*REQUIREMENT*
Please count the lines below that contain the word "black" and reply with only that number.

*STORED ROWS*
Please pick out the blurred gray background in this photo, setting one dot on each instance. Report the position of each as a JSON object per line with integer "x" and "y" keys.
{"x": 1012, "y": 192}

--

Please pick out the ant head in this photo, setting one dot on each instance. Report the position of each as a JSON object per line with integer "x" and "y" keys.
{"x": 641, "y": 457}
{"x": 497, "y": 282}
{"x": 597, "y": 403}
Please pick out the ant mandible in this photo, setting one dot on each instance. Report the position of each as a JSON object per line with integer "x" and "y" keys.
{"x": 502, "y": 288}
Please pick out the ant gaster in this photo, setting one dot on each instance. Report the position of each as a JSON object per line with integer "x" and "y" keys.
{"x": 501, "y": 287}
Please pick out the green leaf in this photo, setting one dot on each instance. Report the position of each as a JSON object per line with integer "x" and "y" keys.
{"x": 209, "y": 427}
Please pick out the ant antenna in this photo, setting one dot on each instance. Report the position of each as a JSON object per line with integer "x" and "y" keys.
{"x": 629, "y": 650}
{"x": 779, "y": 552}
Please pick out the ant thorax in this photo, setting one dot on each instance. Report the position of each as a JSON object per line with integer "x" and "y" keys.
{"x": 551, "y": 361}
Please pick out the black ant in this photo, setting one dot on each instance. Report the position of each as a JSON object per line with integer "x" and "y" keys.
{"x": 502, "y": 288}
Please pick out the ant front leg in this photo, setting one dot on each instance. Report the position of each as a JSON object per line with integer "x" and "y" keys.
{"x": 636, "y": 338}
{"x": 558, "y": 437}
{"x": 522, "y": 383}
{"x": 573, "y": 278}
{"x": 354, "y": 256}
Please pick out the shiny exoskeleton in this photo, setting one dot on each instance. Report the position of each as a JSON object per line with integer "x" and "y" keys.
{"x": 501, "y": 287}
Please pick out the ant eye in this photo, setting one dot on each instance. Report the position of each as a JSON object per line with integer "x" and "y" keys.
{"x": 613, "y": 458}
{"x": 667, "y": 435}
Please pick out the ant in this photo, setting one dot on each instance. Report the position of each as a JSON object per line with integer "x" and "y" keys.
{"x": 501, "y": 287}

--

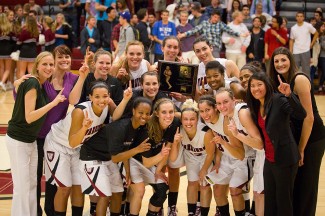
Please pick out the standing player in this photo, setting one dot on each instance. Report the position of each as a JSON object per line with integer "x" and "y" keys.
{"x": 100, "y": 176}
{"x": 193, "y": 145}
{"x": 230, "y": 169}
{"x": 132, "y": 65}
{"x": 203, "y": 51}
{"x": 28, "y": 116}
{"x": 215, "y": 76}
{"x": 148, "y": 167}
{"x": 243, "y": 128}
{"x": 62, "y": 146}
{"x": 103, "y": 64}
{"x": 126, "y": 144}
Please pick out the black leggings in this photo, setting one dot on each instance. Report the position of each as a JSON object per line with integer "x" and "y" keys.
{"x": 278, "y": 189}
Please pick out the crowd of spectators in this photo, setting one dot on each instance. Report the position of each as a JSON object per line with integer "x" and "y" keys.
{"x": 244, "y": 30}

*ANSWER TO THIS PROBLEM*
2